- _Input records_

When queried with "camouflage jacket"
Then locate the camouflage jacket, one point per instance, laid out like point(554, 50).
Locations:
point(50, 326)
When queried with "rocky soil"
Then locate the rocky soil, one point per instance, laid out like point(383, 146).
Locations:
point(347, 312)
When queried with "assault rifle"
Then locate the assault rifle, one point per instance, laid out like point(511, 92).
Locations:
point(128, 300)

---

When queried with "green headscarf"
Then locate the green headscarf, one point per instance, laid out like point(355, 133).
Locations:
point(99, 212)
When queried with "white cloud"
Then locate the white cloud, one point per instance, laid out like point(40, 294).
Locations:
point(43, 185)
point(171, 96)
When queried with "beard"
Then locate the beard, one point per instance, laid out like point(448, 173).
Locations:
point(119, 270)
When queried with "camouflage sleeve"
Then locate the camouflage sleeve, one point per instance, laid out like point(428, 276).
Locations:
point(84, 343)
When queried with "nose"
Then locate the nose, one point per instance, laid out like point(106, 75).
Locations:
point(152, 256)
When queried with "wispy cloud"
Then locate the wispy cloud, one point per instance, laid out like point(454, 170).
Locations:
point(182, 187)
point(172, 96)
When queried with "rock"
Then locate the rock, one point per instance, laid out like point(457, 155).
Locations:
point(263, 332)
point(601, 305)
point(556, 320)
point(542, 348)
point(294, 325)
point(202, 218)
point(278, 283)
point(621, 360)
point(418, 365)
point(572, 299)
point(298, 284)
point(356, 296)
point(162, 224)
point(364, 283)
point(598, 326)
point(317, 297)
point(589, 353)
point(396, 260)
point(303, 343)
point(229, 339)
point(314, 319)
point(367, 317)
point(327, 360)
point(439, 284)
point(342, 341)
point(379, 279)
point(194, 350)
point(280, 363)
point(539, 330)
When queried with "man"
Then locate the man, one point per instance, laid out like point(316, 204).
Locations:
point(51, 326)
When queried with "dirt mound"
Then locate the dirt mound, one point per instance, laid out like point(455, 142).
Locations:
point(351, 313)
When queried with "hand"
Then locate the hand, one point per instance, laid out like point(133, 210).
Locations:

- _Task statement_
For every line in the entries above that contains "white", add one to a count, and give that number by itself.

- _Result of this task_
2